◆ **TASK REQUIREMENTS**:
Each entry should be quoted word for word, including every mark of punctuation.

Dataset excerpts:

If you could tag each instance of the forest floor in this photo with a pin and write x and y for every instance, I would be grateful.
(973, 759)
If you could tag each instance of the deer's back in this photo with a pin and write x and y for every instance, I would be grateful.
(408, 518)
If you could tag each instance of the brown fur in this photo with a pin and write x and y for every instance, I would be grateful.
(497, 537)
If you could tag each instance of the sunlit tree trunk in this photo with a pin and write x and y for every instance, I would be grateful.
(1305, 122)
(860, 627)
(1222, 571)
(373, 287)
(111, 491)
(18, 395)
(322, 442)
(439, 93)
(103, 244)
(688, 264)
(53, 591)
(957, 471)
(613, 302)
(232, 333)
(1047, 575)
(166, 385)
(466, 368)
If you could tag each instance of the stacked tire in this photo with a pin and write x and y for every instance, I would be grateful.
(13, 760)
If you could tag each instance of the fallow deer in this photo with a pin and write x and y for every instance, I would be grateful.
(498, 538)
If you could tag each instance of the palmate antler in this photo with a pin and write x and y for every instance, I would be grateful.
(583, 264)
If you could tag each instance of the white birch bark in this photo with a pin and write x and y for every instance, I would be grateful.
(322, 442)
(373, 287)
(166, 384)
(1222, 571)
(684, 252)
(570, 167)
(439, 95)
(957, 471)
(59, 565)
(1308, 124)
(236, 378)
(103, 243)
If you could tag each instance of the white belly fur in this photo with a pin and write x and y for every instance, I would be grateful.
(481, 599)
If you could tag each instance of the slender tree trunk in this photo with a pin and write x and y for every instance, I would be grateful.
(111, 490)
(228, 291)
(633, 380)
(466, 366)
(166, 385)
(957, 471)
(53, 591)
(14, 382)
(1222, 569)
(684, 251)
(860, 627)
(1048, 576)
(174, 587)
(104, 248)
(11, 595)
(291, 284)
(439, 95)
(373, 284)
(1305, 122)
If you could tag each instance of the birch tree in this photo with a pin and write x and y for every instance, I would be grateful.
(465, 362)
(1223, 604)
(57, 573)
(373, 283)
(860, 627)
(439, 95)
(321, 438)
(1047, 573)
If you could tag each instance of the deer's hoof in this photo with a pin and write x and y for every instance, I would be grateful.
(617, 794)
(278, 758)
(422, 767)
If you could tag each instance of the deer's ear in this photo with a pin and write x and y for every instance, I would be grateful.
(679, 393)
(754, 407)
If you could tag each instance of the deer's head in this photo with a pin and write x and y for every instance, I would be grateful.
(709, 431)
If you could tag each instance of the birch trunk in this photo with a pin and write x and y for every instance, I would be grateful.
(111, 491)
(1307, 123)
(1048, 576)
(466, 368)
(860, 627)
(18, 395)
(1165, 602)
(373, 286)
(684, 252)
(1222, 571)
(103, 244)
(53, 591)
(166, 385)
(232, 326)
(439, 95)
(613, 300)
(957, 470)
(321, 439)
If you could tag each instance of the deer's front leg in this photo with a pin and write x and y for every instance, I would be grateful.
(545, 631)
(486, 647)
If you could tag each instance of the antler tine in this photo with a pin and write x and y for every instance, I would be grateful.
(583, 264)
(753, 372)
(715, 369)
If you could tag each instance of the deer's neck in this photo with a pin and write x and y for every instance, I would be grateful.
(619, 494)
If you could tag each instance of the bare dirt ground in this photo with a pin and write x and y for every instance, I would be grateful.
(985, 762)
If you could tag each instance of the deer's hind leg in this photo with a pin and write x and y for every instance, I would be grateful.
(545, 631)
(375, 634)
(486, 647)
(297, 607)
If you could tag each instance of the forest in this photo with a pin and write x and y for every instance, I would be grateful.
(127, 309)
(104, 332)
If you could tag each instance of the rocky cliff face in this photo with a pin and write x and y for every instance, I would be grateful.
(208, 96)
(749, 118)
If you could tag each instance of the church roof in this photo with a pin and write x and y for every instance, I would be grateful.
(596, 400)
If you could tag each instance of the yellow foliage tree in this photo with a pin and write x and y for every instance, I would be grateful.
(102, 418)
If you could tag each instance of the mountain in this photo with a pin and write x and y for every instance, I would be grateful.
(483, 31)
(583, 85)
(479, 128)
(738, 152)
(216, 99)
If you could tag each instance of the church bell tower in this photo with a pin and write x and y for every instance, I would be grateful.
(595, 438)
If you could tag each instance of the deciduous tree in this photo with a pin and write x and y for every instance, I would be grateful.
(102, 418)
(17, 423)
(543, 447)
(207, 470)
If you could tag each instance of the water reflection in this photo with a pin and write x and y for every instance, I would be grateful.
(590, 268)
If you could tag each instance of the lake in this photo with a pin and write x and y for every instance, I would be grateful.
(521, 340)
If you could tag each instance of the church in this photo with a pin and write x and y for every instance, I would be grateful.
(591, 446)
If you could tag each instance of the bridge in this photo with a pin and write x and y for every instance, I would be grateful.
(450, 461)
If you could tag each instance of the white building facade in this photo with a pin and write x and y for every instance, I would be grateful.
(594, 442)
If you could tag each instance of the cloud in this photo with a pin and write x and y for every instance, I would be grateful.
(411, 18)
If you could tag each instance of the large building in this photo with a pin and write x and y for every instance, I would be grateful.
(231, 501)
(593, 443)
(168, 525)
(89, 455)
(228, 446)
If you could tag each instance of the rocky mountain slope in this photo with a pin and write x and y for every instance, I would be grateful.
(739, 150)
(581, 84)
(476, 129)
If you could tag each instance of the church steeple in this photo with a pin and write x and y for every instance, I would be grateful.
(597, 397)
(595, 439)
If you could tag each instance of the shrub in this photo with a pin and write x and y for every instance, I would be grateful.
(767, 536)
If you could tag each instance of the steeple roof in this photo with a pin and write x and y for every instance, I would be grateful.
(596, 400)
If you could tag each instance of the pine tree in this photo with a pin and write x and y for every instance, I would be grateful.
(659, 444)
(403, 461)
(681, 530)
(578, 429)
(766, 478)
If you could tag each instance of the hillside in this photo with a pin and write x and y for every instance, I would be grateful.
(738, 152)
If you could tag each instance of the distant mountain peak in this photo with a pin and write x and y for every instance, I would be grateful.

◆ **OUTPUT OF THE TASK**:
If you could tag each instance of the forest floor in this photo with a pin and write x and y for every instance, I would be grateful.
(973, 759)
If you could tag each instance of the deer's back in this photo with a pin and write x and y for every instance, I would be grateful.
(408, 518)
If you could tag each instance of the brown fur in this photo with a pin and write x and y for every instance, I would be grateful.
(497, 537)
If you could tag each instance of the sunlit tree trunk in this photo with a pin and write x and y for every instance, I would be grateful.
(1305, 122)
(860, 627)
(1222, 571)
(373, 287)
(111, 491)
(18, 395)
(322, 442)
(439, 93)
(103, 244)
(688, 264)
(53, 591)
(957, 471)
(613, 302)
(232, 333)
(1047, 575)
(166, 385)
(466, 368)
If you could tag each instance of the stacked tire in this photo with a pin and write x and y for every instance, I would be grateful.
(13, 760)
If you could tag each instance of the fallow deer in this photo with a pin and write x and y for every instance, I would be grateful.
(498, 538)
If you could tag each instance of the palmate antler in this photo with a pin and write x and y for every instance, I would be grateful.
(583, 264)
If you could tag each instance of the white birch bark in this photo with a pin and write x and y for every instance, I would be grateful.
(322, 442)
(373, 287)
(166, 384)
(1222, 571)
(684, 252)
(570, 167)
(439, 95)
(957, 471)
(59, 565)
(1308, 124)
(236, 378)
(103, 243)
If you could tag each instance of the white belly fur in this photo with a pin and write x and y for every instance, I would be grateful.
(481, 599)
If you could tag each instance of the slender tree trunk in this photo with a pin and write x and y for every instance, I would be grateful.
(111, 490)
(228, 291)
(633, 380)
(466, 366)
(166, 385)
(957, 471)
(53, 591)
(14, 382)
(1222, 569)
(684, 251)
(860, 627)
(1048, 576)
(174, 587)
(104, 248)
(11, 595)
(291, 284)
(439, 95)
(373, 284)
(1305, 122)
If you could tag each instance of the birch tree in this photo with a pin and write x and y for every instance, I would be grateful.
(465, 362)
(1223, 604)
(57, 573)
(373, 283)
(860, 627)
(439, 95)
(321, 438)
(1047, 573)
If you could tag each instance of the deer's hoof in this photo with a pin and write x and y for every instance, I would be grateful.
(617, 794)
(278, 758)
(422, 767)
If you could tag each instance of the deer's ear in this photo with a pin and write x and y for every instance, I would be grateful.
(679, 393)
(754, 407)
If you could tag each instance of the deer's head in this photo with a pin and write x and y for every instance, I would be grateful.
(709, 431)
If you could tag each instance of the birch trunk in this photo with a pin and write x and y for every instance, I would be grateful.
(111, 491)
(1307, 123)
(1048, 576)
(466, 368)
(860, 627)
(18, 395)
(1165, 602)
(373, 286)
(684, 252)
(1222, 571)
(103, 244)
(53, 591)
(166, 385)
(232, 326)
(439, 95)
(613, 300)
(957, 470)
(321, 439)
If you could tag each instance of the deer's front leg in this photo with a pin and write x and y for every instance, I would be grateful.
(545, 631)
(486, 647)
If you could tag each instance of the antler tine in this photo with a pin and write x and y for every instance, I would be grateful.
(583, 264)
(753, 372)
(715, 369)
If you could tag each instance of the deer's neck in this photo with a pin and write x and y for every instance, I would be grateful.
(619, 494)
If you could tag each instance of the bare dirt ground in this photo with a pin and write x and y for every instance, I would be grateful.
(985, 762)
If you could tag each instance of the deer's hind leg in this photo with a pin and write x and y for every instance, I would be grateful.
(545, 631)
(375, 634)
(486, 647)
(297, 607)
If you could tag each instance of the forest in this photo with a pin and write x and y for every instance, I would be grateful.
(127, 309)
(104, 332)
If you could tag each instance of the rocky cliff face in this photo with a pin and write x and y for every instance, I would be grateful.
(208, 96)
(749, 118)
If you could tag each instance of the church roof in this photo with a pin and write x and y for every instance, I would be grateful.
(596, 400)
If you could tag each instance of the yellow foliage tree in this photo with a pin and write x and y for every instance, I would be grateful.
(102, 418)
If you could tag each instance of the mountain in this photo with a pin and write x and y for every instance, I would be grateful.
(483, 31)
(583, 85)
(479, 128)
(738, 152)
(216, 99)
If you could tag each instance of the church bell tower in this photo with a pin and write x and y for every instance, I would be grateful.
(595, 438)
If you could tag each instance of the deciduous tree in this photo with a pin and write x and y for every instance, I would be grateful.
(102, 418)
(17, 423)
(543, 447)
(207, 470)
If you could tag each instance of the water reflection in this photo with a pin and write x and y for every instance, I would be grateful.
(590, 268)
If you could tag each instance of the lake in this photo with a pin and write x and y for every instance, I would be grateful.
(521, 340)
If you could tag each instance of the church in this photo with a pin and write x and y for every instance, I would be grateful.
(591, 446)
If you could tag each instance of the bridge in this photo with a pin and write x and y for every instance, I would be grateful.
(450, 461)
If you could tag each instance of the white building facade in this photo with a pin and write x and y for every instance, I would be grateful.
(594, 442)
If you could tag each instance of the cloud in this photo with a pin and write x and y for every instance, I would be grateful.
(411, 18)
If you could tag each instance of the large building in this photo with a pin and write x and y for every instance, I would be grateful.
(231, 501)
(593, 443)
(168, 525)
(89, 455)
(228, 446)
If you could tag each instance of the rocky mountain slope in this photo with a pin and write x and y for every instance, I would be grateful.
(739, 150)
(581, 84)
(476, 129)
If you could tag each instance of the church steeple in this photo with a pin and write x and y for every instance, I would be grateful.
(597, 397)
(595, 439)
If you could tag each instance of the shrub in this photo with a pin and write x and y for every instance, I would be grateful.
(767, 536)
If you could tag each instance of the steeple roof in this photo with a pin and write x and y for every instance, I would be grateful.
(596, 400)
If you could tag each instance of the pine tree in this photo with a pin and write x and y for every instance, I would be grateful.
(659, 444)
(403, 461)
(681, 530)
(578, 429)
(766, 478)
If you could tag each instance of the hillside in this photo with a pin and write x and y for every instance, I would be grateful.
(738, 152)
If you could tag each instance of the distant mountain peak in this photo with a pin and write x and y for every instance, I would be grateful.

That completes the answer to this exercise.